:: 取り組む課題 ::
1: 本文をもとに、次の問いに答えよ。
(a) 中尾ミエが健康診断をやめるにあたって口にした言葉は何か。
(b) 筆者は勤めを辞してから健診を何度受けたか。
(c) 本朝の気温は何度だったか。
2: 本文のうち、「拙者もまた、かつては勤め先に」を含む語句で始まり「大雪になるやもしれませぬな。」で終わる部分を、一字も変えずに抜き出して返せ。

:: 提示された本文 ::
-*-
女優の中尾ミエ殿が、「もうすぐ八十」と申して、健康診断を受けるのをやめたとのこと。「その年になれば、病気になるのも道理」との言、まことに一理あると感じ申した。
拙者もまた、かつては勤め先において、年に一度の健診を受けておった。されど、それは健康の意義を深く認めてというよりも、定められた義務に従って、やむを得ず受けておったというのが正直なところ。ゆえに、勤めを辞してからは、一度も受けておらぬ。
もっとも、医者を毛嫌いしておるわけではない。「これは妙だ」と思うところあらば、ためらうことなく医師の門を叩いてきた。ここ十数年で申しても、幾度かそうしたことがあった。
近ごろの思いとしては――早期発見により病を知り、治療にて命が幾ばくか延びたとしても、その治療自体が身体に与える苦痛、心の負担を思えば、何も知らぬまま、呑気に過ごしておる方が、数段ましではないか――と、そんな風に考えておる。
もっとも、これは今のところの気持ちであって、いざというときになれば、「あのとき受けておれば…」と悔やむこともあるやもしれぬ。されど、それもまた自らの選びし道。悔やむことすらも含めて、潔く受け止めようと覚悟を定めておる。
さて、本朝は氷点下三度。日中には幾分上がって零度を超え、三度に達し申した。昼時より静かに雪が舞い始め、今も降り続いておる。予報によれば、明日の午前まで続くとのこと。降り方を見れば、これはなかなかの積もりよう。大雪になるやもしれませぬな。
-*-
:: 保存データ ::

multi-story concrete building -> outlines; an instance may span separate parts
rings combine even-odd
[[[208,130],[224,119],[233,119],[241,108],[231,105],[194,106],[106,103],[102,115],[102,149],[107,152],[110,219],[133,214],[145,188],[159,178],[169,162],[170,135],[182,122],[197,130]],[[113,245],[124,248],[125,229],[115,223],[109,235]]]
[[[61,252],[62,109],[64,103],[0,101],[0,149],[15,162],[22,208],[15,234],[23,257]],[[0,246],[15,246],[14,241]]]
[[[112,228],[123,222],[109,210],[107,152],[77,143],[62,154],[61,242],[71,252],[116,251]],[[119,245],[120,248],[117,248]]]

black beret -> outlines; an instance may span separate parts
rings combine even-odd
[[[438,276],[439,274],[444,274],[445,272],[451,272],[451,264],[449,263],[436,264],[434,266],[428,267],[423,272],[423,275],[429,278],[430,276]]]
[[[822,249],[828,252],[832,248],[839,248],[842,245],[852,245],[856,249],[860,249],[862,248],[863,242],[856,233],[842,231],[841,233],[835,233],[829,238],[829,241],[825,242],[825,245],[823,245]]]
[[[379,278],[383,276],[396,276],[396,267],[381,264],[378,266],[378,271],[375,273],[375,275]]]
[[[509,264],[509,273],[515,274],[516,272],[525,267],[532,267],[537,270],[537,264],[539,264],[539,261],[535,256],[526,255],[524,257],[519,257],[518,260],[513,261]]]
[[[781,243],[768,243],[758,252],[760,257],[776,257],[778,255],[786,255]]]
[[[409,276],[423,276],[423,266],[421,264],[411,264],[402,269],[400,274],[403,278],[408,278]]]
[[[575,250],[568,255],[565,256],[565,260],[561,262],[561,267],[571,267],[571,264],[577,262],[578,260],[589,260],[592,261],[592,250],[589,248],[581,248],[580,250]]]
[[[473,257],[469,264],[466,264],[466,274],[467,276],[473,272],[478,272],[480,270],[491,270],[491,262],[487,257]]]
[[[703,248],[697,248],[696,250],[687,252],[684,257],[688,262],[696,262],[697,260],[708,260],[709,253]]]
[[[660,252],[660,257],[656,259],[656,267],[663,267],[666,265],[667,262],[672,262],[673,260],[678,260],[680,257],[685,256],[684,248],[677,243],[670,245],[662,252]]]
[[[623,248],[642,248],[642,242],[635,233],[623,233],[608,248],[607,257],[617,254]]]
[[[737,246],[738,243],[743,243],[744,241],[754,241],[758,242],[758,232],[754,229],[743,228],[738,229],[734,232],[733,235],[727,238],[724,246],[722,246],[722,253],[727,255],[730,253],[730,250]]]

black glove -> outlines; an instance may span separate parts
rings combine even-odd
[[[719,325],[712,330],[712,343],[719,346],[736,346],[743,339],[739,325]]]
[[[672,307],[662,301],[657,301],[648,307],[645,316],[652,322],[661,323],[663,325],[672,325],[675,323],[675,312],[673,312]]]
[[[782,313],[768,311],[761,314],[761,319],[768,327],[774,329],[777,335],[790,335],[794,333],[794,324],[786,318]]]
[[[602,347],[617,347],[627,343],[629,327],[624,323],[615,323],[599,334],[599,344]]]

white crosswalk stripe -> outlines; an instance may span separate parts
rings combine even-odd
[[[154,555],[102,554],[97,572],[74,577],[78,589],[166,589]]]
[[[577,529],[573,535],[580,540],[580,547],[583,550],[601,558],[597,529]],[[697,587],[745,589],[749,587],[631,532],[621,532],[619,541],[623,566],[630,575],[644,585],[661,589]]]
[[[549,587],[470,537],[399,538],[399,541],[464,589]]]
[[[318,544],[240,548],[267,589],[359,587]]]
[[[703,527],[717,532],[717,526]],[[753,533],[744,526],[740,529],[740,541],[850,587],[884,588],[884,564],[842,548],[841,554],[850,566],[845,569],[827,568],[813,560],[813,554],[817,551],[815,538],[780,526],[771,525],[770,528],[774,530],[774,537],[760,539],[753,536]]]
-*-
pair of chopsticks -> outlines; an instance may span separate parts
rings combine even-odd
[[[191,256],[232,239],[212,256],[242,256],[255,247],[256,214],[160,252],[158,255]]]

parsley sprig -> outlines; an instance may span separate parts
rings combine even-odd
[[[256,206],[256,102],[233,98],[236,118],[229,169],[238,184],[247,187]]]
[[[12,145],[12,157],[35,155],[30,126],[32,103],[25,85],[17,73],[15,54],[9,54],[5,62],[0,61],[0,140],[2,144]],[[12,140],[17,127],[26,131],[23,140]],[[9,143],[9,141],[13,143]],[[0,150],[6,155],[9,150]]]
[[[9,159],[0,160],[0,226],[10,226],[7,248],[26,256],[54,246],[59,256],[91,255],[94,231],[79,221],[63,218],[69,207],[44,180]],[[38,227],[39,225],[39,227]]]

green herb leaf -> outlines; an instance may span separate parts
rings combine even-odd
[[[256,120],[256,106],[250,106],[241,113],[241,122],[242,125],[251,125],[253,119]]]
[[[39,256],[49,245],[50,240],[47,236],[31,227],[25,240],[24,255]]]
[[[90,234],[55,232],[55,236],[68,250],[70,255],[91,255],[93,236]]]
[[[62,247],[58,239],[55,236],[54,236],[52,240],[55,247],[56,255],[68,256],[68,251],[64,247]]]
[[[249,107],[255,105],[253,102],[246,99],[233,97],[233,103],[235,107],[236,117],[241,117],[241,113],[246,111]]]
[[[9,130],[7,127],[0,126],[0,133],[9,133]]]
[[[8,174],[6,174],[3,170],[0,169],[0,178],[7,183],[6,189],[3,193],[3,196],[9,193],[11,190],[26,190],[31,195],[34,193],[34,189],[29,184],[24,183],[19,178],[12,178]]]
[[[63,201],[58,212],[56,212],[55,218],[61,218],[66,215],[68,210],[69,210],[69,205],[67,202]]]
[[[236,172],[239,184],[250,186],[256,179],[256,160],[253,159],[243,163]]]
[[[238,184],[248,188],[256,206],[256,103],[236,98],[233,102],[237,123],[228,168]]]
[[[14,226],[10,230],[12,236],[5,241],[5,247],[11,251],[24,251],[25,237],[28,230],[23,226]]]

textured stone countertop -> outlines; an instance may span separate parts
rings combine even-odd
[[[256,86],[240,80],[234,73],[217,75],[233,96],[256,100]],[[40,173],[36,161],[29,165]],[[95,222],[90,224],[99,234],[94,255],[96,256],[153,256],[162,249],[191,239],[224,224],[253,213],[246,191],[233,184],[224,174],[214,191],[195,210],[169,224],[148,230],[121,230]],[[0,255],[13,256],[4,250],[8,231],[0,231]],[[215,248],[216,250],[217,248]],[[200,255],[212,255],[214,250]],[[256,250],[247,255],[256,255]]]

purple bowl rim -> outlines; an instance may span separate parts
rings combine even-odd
-*-
:: 演習の解答 ::
1:
(a) 「もうすぐ八十」
(b) 一度も受けていない。
(c) 氷点下三度

2:
拙者もまた、かつては勤め先において、年に一度の健診を受けておった。されど、それは健康の意義を深く認めてというよりも、定められた義務に従って、やむを得ず受けておったというのが正直なところ。ゆえに、勤めを辞してからは、一度も受けておらぬ。
もっとも、医者を毛嫌いしておるわけではない。「これは妙だ」と思うところあらば、ためらうことなく医師の門を叩いてきた。ここ十数年で申しても、幾度かそうしたことがあった。
近ごろの思いとしては――早期発見により病を知り、治療にて命が幾ばくか延びたとしても、その治療自体が身体に与える苦痛、心の負担を思えば、何も知らぬまま、呑気に過ごしておる方が、数段ましではないか――と、そんな風に考えておる。
もっとも、これは今のところの気持ちであって、いざというときになれば、「あのとき受けておれば…」と悔やむこともあるやもしれぬ。されど、それもまた自らの選びし道。悔やむことすらも含めて、潔く受け止めようと覚悟を定めておる。
さて、本朝は氷点下三度。日中には幾分上がって零度を超え、三度に達し申した。昼時より静かに雪が舞い始め、今も降り続いておる。予報によれば、明日の午前まで続くとのこと。降り方を見れば、これはなかなかの積もりよう。大雪になるやもしれませぬな。